- Task input -
──────

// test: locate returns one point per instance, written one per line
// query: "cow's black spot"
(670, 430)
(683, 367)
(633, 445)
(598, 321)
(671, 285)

──────

- Given instruction -
Rewrite the listing, replacing "black spot" with "dark patch" and leaving everything else unchanged.

- Exercise response -
// test: locate returns one point per instance, written one per line
// query: "cow's dark patch"
(670, 430)
(683, 367)
(633, 445)
(598, 321)
(671, 285)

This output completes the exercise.